# Border terrier and cats- a bad mix?



## BSH (Jul 28, 2010)

Hello people of the dog forums 

This is my first post here- I usually hang out in the cat section.

My dear old Samoyed Boris died last year aged 14 1/2 years. We had to let him be PTS, one of the most emotionally painful days in my life. Getting another dog to share our lives has not been something we have been able to even think about for quite a while now. However, we have now decided that later next year (August onwards), when my work routine will be much more amenable to us getting a dog again, we would like to get a pet dog.

We also have a couple of BSH cats and will most likely have three by then too. They are house cats and so we obviously need a dog who will get along with the cats (and hopefully they will get along with him too ).

We have not made any definitive decision about what breed of dog we would like. We do not want another Samoyed as thet would seem too much like a "replacement" for our dear old Bozzer. I have always loved Border Terriers but I am concerned that their inbred instincts may mean they would harrass the cats.

So the purpose of my post is to get some suggestions regarding a breed that would be cat friendly. Anyone have any experience of keeing BTs and cats? Any opinions or views would be welcomed.


----------



## Devil-Dogz (Oct 4, 2009)

There is a lady on a dog forum I use that owns both BTs and BSH - with no problems 
I think as long as the dogs, and cats are introduced correctly most breeds will be ok.

I own a rescue JRT and two rescue cats (BSH Crosses) all get on fine.


----------



## momentofmadness (Jul 19, 2008)

If you get a dog from a pup they generally love their cats... I have a friend with a greyhound.. she has two cats.. I have friends with cats and terriers they all get on..


----------



## flyballcrazy (Oct 6, 2010)

My cats (all three of them) get on fine with my Jack Russell who i have had from a pup She love them and will sleep beside them  I also own a Greyhound and a Saluki cross who also are fine with the cats. my cross breed can be a bit grumpy with them though.


----------



## Taylorbaby (Jan 10, 2009)

I think you have to bring them up together for the best chance?


----------



## Sled dog hotel (Aug 11, 2010)

So sorry to hear about your samoyed, they are fantastic dogs I had a rescue on for 8half years. I had a cat too and a rabbit and he never bothered with any of them.
━━━━━━━━
**Task to carry out**
List the username of every poster in the forum thread, in the order their posts appear. The items after the forum thread come from a separate source.

(Saved entries)
━━━━━━━━
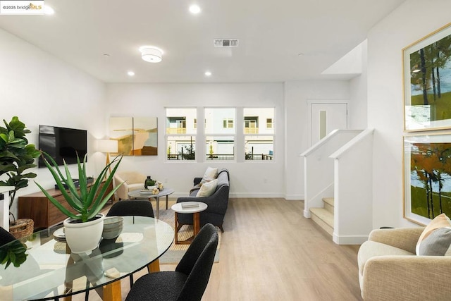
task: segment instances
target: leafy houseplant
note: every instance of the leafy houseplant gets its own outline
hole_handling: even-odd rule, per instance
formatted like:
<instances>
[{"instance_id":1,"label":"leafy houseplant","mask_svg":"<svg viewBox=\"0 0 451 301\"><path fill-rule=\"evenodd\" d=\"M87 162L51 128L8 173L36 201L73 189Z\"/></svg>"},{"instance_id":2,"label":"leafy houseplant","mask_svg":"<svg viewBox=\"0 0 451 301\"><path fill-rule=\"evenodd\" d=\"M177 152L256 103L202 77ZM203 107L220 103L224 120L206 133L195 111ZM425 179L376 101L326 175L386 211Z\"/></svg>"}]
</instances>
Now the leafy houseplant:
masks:
<instances>
[{"instance_id":1,"label":"leafy houseplant","mask_svg":"<svg viewBox=\"0 0 451 301\"><path fill-rule=\"evenodd\" d=\"M4 119L4 123L6 128L0 127L0 176L6 174L8 179L0 181L0 186L14 187L9 192L11 211L17 191L28 186L28 178L36 177L36 173L25 171L36 167L35 158L39 156L41 152L34 145L28 144L25 135L31 131L25 128L17 116L13 117L9 123ZM10 214L16 220L11 212Z\"/></svg>"},{"instance_id":2,"label":"leafy houseplant","mask_svg":"<svg viewBox=\"0 0 451 301\"><path fill-rule=\"evenodd\" d=\"M42 156L44 157L44 163L49 168L51 175L58 185L58 188L61 191L64 199L68 204L78 213L78 214L74 214L64 207L49 192L42 188L37 183L36 185L39 188L41 191L47 197L49 200L64 215L73 219L75 221L80 221L80 222L85 223L89 220L94 218L96 215L100 212L106 202L111 197L113 194L122 185L123 183L118 185L114 188L109 193L105 195L106 190L110 183L113 180L113 177L116 173L122 156L114 158L114 159L109 164L107 164L104 169L101 171L100 174L96 179L95 182L88 188L87 176L86 175L86 156L83 159L82 164L80 161L78 155L77 155L77 164L78 166L78 183L79 189L77 189L75 183L73 181L67 164L64 162L64 169L66 172L66 178L61 173L60 168L58 167L58 164L55 162L55 160L50 156L50 155L45 152L42 152ZM50 163L51 163L51 165ZM104 184L100 189L102 180L106 177L107 171L115 163L114 168L110 173L110 175L106 178ZM65 188L66 185L67 188ZM66 191L68 189L69 191Z\"/></svg>"},{"instance_id":3,"label":"leafy houseplant","mask_svg":"<svg viewBox=\"0 0 451 301\"><path fill-rule=\"evenodd\" d=\"M37 183L36 185L50 202L68 216L63 224L66 240L72 252L82 253L92 251L99 245L104 228L105 216L99 213L100 210L102 209L106 202L123 184L121 183L116 185L110 192L106 192L113 180L114 173L122 160L122 156L120 158L118 156L116 157L111 163L107 164L97 176L95 181L88 187L88 177L86 175L86 156L82 164L78 155L77 155L78 188L75 187L75 183L70 176L66 162L64 162L65 177L58 167L56 162L50 155L42 152L42 156L46 166L47 166L53 176L56 185L61 191L64 199L78 214L74 214L64 207L39 184ZM51 163L51 165L49 161ZM110 175L106 177L107 171L113 164L116 164L116 166L110 173ZM102 183L104 178L106 178L106 180ZM66 185L66 187L64 185ZM66 191L66 189L68 191Z\"/></svg>"}]
</instances>

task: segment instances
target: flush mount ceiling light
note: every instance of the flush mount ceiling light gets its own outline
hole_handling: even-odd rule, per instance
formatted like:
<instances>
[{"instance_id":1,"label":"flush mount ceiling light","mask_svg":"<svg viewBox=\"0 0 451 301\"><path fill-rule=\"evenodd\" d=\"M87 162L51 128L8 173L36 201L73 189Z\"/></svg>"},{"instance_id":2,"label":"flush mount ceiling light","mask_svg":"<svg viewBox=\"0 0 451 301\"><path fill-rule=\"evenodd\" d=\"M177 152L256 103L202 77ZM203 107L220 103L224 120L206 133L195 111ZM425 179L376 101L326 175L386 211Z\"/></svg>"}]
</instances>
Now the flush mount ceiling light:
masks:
━━━━━━━━
**Full answer**
BSH, Devil-Dogz, momentofmadness, flyballcrazy, Taylorbaby, Sled dog hotel